### Task prompt
Please recast the rows below as a JSON list of strings, one string per line, with blank lines and the pictures left out.

━━━━━ The records

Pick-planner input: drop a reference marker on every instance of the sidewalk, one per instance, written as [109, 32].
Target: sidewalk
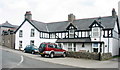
[84, 63]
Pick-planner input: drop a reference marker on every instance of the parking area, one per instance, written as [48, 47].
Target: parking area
[85, 63]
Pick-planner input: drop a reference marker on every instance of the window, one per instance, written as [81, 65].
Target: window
[32, 32]
[95, 49]
[20, 44]
[69, 46]
[52, 35]
[32, 42]
[71, 33]
[95, 32]
[74, 46]
[83, 45]
[107, 33]
[95, 44]
[20, 33]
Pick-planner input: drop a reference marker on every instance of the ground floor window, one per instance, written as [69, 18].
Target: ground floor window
[74, 46]
[32, 42]
[95, 47]
[69, 46]
[20, 44]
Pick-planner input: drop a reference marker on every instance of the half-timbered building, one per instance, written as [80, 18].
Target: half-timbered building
[100, 34]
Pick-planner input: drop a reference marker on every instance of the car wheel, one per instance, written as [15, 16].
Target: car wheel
[43, 55]
[51, 55]
[64, 54]
[33, 52]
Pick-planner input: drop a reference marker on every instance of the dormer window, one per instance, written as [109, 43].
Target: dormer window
[32, 32]
[71, 32]
[95, 32]
[71, 28]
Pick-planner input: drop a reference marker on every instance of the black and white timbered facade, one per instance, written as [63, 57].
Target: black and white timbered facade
[100, 34]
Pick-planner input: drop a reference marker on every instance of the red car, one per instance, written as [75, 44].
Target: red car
[51, 49]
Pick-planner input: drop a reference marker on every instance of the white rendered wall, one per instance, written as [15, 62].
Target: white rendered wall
[26, 27]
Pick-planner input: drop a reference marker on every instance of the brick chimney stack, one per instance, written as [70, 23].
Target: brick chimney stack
[28, 15]
[114, 13]
[71, 17]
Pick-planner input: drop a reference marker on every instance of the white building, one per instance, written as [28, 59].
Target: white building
[100, 34]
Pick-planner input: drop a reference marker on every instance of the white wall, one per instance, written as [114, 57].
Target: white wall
[26, 27]
[87, 47]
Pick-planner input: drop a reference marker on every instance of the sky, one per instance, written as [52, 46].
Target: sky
[54, 10]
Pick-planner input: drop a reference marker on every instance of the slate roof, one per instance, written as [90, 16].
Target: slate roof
[39, 25]
[82, 40]
[8, 25]
[81, 24]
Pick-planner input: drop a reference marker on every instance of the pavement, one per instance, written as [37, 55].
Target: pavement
[82, 63]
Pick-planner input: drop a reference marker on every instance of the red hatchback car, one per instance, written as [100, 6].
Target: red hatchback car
[51, 49]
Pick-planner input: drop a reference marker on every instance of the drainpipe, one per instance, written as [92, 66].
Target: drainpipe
[108, 44]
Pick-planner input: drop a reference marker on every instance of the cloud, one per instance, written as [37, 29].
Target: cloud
[54, 10]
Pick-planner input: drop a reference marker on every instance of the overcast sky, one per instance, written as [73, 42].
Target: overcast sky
[54, 10]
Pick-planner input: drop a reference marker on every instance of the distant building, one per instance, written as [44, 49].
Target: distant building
[7, 37]
[100, 34]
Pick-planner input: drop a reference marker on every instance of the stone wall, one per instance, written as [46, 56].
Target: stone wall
[87, 55]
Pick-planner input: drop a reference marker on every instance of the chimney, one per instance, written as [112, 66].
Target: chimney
[28, 15]
[71, 17]
[114, 13]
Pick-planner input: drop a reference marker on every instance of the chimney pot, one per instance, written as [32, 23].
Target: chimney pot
[71, 17]
[28, 15]
[114, 13]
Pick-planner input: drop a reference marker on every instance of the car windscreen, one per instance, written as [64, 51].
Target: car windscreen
[35, 47]
[42, 46]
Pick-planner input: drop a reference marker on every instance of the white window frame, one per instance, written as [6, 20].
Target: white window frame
[95, 32]
[21, 33]
[31, 42]
[32, 33]
[70, 48]
[20, 44]
[93, 46]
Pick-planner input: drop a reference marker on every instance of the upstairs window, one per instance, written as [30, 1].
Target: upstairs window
[71, 32]
[107, 33]
[32, 32]
[20, 44]
[32, 42]
[20, 33]
[95, 32]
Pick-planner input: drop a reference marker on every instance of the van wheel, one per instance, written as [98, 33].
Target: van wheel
[33, 52]
[64, 54]
[51, 55]
[43, 55]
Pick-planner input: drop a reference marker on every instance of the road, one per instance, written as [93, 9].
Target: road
[13, 60]
[16, 59]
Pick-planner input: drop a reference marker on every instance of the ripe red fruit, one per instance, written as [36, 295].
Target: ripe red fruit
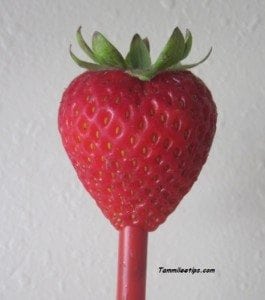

━━━━━━━━━━

### Full solution
[
  "Pick-planner input: drop a reference marker on every instance of the sidewalk, one per instance, written as [109, 32].",
  "Target: sidewalk",
  "[84, 63]",
  "Pick-planner input: drop a reference marker on every instance of the parking area, one per instance, written as [48, 47].",
  "Target: parking area",
  "[85, 63]",
  "Pick-planner input: drop a reference marker on every instance of the window, one per instance, written as [81, 65].",
  "Target: window",
  "[32, 32]",
  "[95, 49]",
  "[20, 44]",
  "[69, 46]",
  "[52, 35]",
  "[32, 42]",
  "[71, 33]",
  "[95, 32]",
  "[74, 46]",
  "[83, 45]",
  "[107, 33]",
  "[95, 44]",
  "[20, 33]",
  "Pick-planner input: drop a reference marker on every instance of the ground floor window, one per instance, written as [69, 18].",
  "Target: ground floor window",
  "[74, 46]",
  "[32, 42]",
  "[95, 47]",
  "[69, 46]",
  "[20, 44]",
  "Pick-planner input: drop a reference marker on every instance of the half-timbered building, one per instance, written as [80, 18].",
  "Target: half-timbered building",
  "[100, 34]",
  "Pick-planner input: drop a reference marker on every instance of the car wheel, one per instance, written as [15, 16].",
  "Target: car wheel",
  "[43, 55]",
  "[51, 55]",
  "[64, 54]",
  "[33, 52]",
  "Pick-planner input: drop a reference marker on every instance of the dormer window, one per instance, written as [109, 43].",
  "Target: dormer window",
  "[32, 32]",
  "[71, 32]",
  "[95, 32]",
  "[71, 28]",
  "Pick-planner input: drop a reference marker on every instance of the black and white timbered facade, one per instance, written as [63, 57].",
  "Target: black and white timbered facade",
  "[100, 34]",
  "Pick-planner input: drop a reference marker on every instance of the red car, one per instance, written as [75, 44].",
  "Target: red car",
  "[51, 49]",
  "Pick-planner input: drop a reference marker on every instance of the white rendered wall, one per instance, written as [15, 62].",
  "Target: white rendered wall",
  "[26, 27]",
  "Pick-planner input: drop a reference marker on every instance of the brick chimney stack, one per instance, written as [70, 23].",
  "Target: brick chimney stack",
  "[28, 15]",
  "[114, 13]",
  "[71, 17]",
  "Pick-planner input: drop a reference marker on every instance of the white building, one per instance, written as [28, 59].",
  "Target: white building",
  "[100, 34]",
  "Pick-planner input: drop a reference marker on every instance of the white wall, one per instance, written as [114, 57].",
  "Target: white wall",
  "[26, 27]",
  "[87, 47]",
  "Pick-planner input: drop a reference marker on every instance of the sky, one per instance, written as [52, 46].",
  "Target: sky",
  "[54, 10]",
  "Pick-planner input: drop a reference marker on every instance of the slate roof, one per instance, written as [90, 16].",
  "Target: slate roof",
  "[39, 25]",
  "[82, 40]",
  "[8, 25]",
  "[81, 24]",
  "Pick-planner input: drop a reference marker on every instance of the pavement, one per instance, written as [37, 55].",
  "Target: pavement",
  "[82, 63]",
  "Pick-planner input: drop a reference marker on every instance of the red hatchback car, one per instance, written as [100, 6].",
  "Target: red hatchback car",
  "[51, 49]",
  "Pick-planner input: drop a reference marker on every instance of the drainpipe, one per instance, written as [92, 66].",
  "Target: drainpipe",
  "[108, 44]",
  "Pick-planner input: drop a reference marker on every instance of the cloud, one per instance, written as [37, 29].",
  "Target: cloud",
  "[54, 10]",
  "Pick-planner input: drop a reference marker on every instance of the overcast sky, one per instance, written as [73, 42].",
  "Target: overcast sky",
  "[54, 10]",
  "Pick-planner input: drop a reference marker on every instance of the distant building, one per instance, written as [44, 49].",
  "Target: distant building",
  "[7, 37]",
  "[100, 34]",
  "Pick-planner input: drop a reference marker on every instance of the stone wall, one per instance, written as [46, 56].",
  "Target: stone wall",
  "[87, 55]",
  "Pick-planner input: drop a reference marker on every instance of the chimney, one per instance, written as [112, 66].",
  "Target: chimney",
  "[28, 15]",
  "[71, 17]",
  "[114, 13]",
  "Pick-planner input: drop a reference marker on every instance of the chimney pot, one per instance, written as [32, 23].",
  "Target: chimney pot",
  "[71, 17]",
  "[28, 15]",
  "[114, 13]",
  "Pick-planner input: drop a reference marker on every instance of the car windscreen, one per instance, written as [64, 51].",
  "Target: car windscreen",
  "[35, 47]",
  "[42, 46]",
  "Pick-planner input: drop a reference marker on every instance of the white window frame, one per instance, written as [6, 20].",
  "Target: white window frame",
  "[95, 32]",
  "[21, 33]",
  "[31, 42]",
  "[32, 33]",
  "[70, 48]",
  "[20, 44]",
  "[93, 46]",
  "Pick-planner input: drop a reference marker on every instance of the upstairs window, one per instance, written as [30, 1].",
  "Target: upstairs window",
  "[71, 32]",
  "[107, 33]",
  "[32, 32]",
  "[20, 44]",
  "[32, 42]",
  "[20, 33]",
  "[95, 32]",
  "Pick-planner input: drop a reference marker on every instance of the van wheel, one per instance, written as [98, 33].",
  "Target: van wheel",
  "[33, 52]",
  "[64, 54]",
  "[51, 55]",
  "[43, 55]",
  "Pick-planner input: drop a reference marker on every instance of the road, one per instance, written as [93, 9].",
  "Target: road",
  "[13, 60]",
  "[16, 59]",
  "Pick-planner input: drop a reference marker on every instance of the ripe red fruit, one per instance, written as [36, 295].",
  "Target: ripe red fruit"
]